EXTRAIT DE PAGE →
Adjugé ? Vendu ! Comment le prix Nobel d'économie 2020 s'applique au monde réel

Adjugé ? Vendu ! Comment le prix Nobel d'économie 2020 s'applique au monde réel

Pour expliquer la pertinence de l’économie aux étudiants des écoles de management, nous prenons l’exemple de la façon dont un sujet abstrait comme la physique théorique peut être pertinent pour une discipline appliquée comme l’ingénierie. Nous ne pouvons pas construire un pont qui défie les lois de la physique, de la même manière que nous ne pouvons pas imaginer une entreprise indépendante du contexte économique. Le rôle de l’économiste consiste à étudier les principes fondamentaux des différents moyens de distribuer nos ressources limitées pour satisfaire nos besoins. Et la tâche de choisir le bon moyen et de l’adapter à des objectifs particuliers incombe en grande partie aux praticiens comme les chefs d’entreprise, les politiciens et les activistes.

Les lauréats du prix Nobel d’économie 2020 nous font douter de la pertinence de cette division du travail. Robert Wilson et Paul Milgrom, de l’université de Stanford, ont été honorés par l’Académie royale des sciences de Suède pour leurs contributions fondamentales à la théorie des enchères et pour leur rôle de premier plan dans la mise en œuvre pratique de nouveaux formats d’enchères dans des environnements complexes. La première vente aux enchères qu’ils ont contribué à concevoir en 1994 concernait l’attribution de fréquences radio aux opérateurs de télécommunications aux États-Unis. Cette toute première vente aux enchères de spectre radioélectrique a permis de récolter 617 millions de dollars (environ 526 millions d’euros) pour le gouvernement américain. Dans les décennies suivantes, des enchères de fréquences similaires ont généré plus de 200 milliards de dollars (environ 170 milliards d’euros) pour plusieurs pays dans le monde. En plus, ces enchères ont permis une division plus « efficace » du spectre radioélectrique, rendant plus probable que chaque bloc de fréquences soit détenu par l’entreprise qui en fait le meilleur usage et crée la plus grande valeur pour ses clients.

(Extraits de données d'annotation par points)

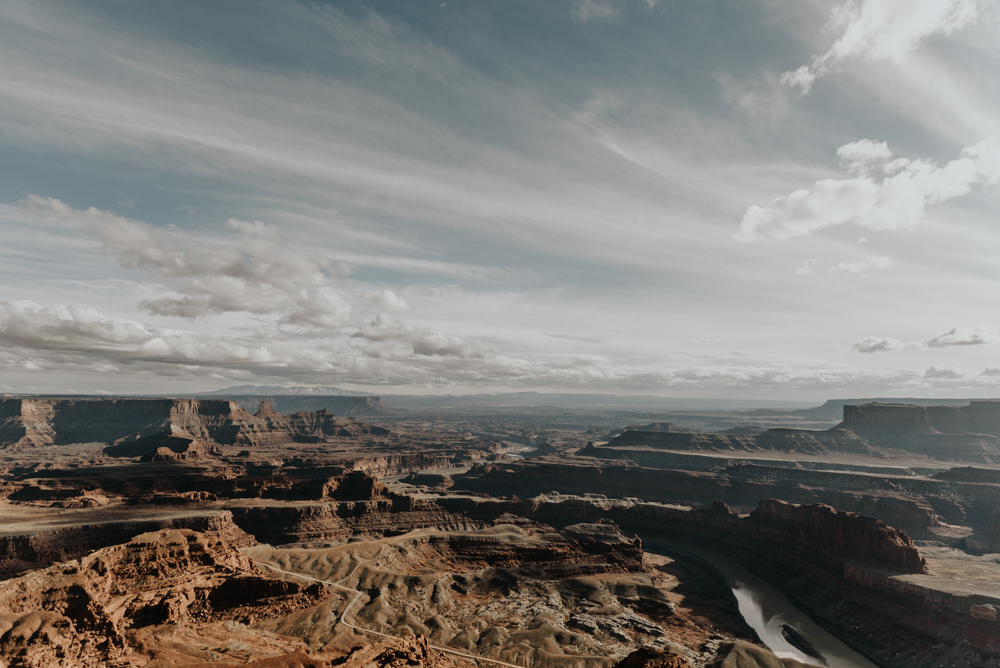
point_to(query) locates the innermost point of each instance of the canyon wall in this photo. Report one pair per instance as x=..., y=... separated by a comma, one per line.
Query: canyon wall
x=965, y=433
x=135, y=427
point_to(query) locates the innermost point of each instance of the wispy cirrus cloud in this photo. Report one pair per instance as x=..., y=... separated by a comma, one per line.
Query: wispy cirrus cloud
x=956, y=336
x=883, y=30
x=250, y=272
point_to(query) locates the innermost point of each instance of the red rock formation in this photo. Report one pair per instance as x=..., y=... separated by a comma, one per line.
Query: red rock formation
x=19, y=553
x=836, y=536
x=652, y=658
x=137, y=427
x=74, y=613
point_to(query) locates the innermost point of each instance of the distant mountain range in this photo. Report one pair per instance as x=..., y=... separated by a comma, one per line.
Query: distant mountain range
x=281, y=390
x=519, y=400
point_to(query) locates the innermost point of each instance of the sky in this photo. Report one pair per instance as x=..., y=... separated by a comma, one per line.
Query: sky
x=769, y=199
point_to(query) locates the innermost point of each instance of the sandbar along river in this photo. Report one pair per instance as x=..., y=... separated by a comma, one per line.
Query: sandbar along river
x=767, y=611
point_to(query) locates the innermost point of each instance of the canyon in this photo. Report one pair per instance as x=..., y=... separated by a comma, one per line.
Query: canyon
x=163, y=533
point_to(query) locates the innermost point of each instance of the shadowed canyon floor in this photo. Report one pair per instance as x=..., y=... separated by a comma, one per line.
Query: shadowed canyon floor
x=193, y=532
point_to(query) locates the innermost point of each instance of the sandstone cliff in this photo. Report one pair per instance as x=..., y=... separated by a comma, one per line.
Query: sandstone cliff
x=138, y=427
x=84, y=612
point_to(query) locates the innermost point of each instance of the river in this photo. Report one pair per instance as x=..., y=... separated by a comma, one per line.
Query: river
x=767, y=610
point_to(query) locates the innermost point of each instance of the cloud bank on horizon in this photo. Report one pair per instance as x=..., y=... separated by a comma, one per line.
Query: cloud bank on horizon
x=430, y=197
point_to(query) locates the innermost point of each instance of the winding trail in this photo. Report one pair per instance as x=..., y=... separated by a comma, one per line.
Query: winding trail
x=357, y=595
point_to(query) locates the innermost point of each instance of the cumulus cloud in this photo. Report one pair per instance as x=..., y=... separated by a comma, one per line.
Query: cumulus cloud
x=962, y=336
x=25, y=324
x=251, y=272
x=877, y=30
x=865, y=266
x=387, y=300
x=935, y=372
x=957, y=336
x=861, y=157
x=586, y=10
x=420, y=340
x=895, y=202
x=808, y=267
x=57, y=340
x=875, y=344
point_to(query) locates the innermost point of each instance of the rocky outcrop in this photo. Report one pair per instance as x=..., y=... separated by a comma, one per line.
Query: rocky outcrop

LISTE DES TÂCHES →
1. D'après l'extrait sur le prix Nobel d'économie 2020, quelle somme la toute première vente aux enchères de spectre radioélectrique a-t-elle rapportée au gouvernement américain ?
2. Indiquez si chacune de ces affirmations concorde avec l'extrait sur le prix Nobel d'économie 2020 : (a) Robert Wilson et Paul Milgrom appartiennent à l'université de Stanford. (b) La première vente aux enchères qu'ils ont contribué à concevoir date de 1998. (c) Les enchères de fréquences similaires des décennies suivantes ont rapporté moins de 100 milliards de dollars.

RÉPONSES →
1. 617 millions de dollars, soit environ 526 millions d'euros.

2.
(a) Oui : « Robert Wilson et Paul Milgrom, de l’université de Stanford ».
(b) Non : « La première vente aux enchères qu’ils ont contribué à concevoir en 1994 ».
(c) Non : « des enchères de fréquences similaires ont généré plus de 200 milliards de dollars ».